They found that usage over time is consistent across the vendor platforms (for journal usage), even though some were used more than others.

The next level she looked at was the search to session ratio for databases. What is the average? Is that meaningful? When we look at usage, what is the baseline that would help us determine if this database is more useful than another? Downward trends might be indicators of outside factors.

ER&L 2016: Finding Time: From Industrial Mythology to Chronemic Literacy

“Time” by cea +

Speaker: Dawna Ballard, Moody College of Communication, University of Texas at Austin

She studies human interaction, particularly the symbols we use in communication. She studies the lived experience of time beyond what is on the clock.

Time has been called the “silent language”. What we see is the tip of the iceberg. It’s not only non-verbal (looking at watch, tapping toes), it’s also full of deeply hidden assumptions that are masked. These hidden assumptions are often seen as truth, and each culture has their own interpretation/approach. We need to develop a chronemic literacy.

Industrial time is visible through the clock. There are a lot of hidden assumptions behind that. For one, it’s not even in tune with the Earth (see also: leap year). Three basic hidden assumptions of industrial time are that people work a lot like machines, that all times are the same, and that we can control the people and events around us. We think this is the way it’s always been, but in fact there are many other ways to orienting to time. This is the chronos aspect of orienting to time.

Pre-industrial and post-industrial time have more in common with each other than with industrial time. Pre-industrial time was based on “the event” (i.e. farming). Assumptions: people work nothing like machines, all times are not the same, and life unfolds through the people and events around us. This is the kairos aspect of time.

The industrial mythology comes with three related myths.

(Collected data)

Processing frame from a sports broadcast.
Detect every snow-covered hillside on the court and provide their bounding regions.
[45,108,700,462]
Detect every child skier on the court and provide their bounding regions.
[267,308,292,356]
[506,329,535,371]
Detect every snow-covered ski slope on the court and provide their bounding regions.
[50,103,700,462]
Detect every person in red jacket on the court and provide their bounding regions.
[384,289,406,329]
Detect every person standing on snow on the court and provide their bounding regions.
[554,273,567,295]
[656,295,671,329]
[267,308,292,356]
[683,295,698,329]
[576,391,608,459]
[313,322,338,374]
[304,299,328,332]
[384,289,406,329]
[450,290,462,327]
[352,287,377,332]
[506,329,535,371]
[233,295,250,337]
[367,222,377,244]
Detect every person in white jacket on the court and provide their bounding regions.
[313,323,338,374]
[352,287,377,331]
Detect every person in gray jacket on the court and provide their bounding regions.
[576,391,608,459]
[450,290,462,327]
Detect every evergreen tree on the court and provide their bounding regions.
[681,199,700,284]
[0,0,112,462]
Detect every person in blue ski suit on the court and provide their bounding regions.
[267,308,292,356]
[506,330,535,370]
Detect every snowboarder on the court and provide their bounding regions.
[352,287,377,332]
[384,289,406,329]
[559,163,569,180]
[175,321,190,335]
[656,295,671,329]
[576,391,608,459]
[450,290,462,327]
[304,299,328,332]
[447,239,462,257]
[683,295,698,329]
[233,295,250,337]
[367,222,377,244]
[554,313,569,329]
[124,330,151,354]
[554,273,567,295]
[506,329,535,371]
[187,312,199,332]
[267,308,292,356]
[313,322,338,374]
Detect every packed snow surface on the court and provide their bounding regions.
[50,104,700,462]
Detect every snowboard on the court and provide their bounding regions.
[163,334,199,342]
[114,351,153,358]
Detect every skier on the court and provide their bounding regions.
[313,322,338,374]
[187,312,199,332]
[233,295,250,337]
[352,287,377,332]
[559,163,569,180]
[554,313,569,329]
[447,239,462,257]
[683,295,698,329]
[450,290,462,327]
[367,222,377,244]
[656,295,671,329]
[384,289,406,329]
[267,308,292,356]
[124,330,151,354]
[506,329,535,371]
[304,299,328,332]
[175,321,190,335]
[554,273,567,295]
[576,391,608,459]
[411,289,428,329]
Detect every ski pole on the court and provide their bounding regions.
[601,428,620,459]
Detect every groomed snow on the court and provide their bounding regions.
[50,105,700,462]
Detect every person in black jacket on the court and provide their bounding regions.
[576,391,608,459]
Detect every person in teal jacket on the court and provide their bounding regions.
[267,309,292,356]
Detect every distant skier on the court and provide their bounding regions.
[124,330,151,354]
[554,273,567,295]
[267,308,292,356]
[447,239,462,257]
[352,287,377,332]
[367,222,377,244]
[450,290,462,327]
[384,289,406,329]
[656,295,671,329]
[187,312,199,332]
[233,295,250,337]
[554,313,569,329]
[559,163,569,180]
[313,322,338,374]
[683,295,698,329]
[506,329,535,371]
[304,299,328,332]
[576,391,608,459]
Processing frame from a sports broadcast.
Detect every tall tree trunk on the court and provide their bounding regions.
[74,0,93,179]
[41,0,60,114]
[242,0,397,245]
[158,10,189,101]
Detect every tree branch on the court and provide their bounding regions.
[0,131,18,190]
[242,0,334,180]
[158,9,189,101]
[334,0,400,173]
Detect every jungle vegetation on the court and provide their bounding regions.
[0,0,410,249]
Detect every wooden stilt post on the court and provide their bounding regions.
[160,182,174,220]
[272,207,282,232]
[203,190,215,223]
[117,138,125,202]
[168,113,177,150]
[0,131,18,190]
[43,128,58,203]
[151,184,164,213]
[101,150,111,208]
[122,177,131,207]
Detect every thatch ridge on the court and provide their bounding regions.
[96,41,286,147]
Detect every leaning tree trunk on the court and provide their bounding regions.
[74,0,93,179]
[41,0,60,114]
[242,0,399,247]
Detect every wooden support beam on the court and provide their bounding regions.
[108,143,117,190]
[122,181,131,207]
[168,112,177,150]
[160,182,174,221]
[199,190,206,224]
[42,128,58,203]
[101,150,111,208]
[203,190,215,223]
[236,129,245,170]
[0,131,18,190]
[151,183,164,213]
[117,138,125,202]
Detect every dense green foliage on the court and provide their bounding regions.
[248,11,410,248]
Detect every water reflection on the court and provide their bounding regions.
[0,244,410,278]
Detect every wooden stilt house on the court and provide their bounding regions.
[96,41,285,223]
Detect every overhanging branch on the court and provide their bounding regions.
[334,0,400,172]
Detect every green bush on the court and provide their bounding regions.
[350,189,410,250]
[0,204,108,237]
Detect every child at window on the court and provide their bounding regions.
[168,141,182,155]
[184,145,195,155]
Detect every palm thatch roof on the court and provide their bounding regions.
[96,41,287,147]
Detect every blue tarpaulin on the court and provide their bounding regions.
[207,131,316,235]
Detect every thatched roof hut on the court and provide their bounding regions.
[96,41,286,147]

YOUR OBJECTIVE: Return the part of the conference notes between "She studies human" and "on the clock.", inclusive, copied word for word. This material comes from a different source than the text.

RESPONSE:
She studies human interaction, particularly the symbols we use in communication. She studies the lived experience of time beyond what is on the clock.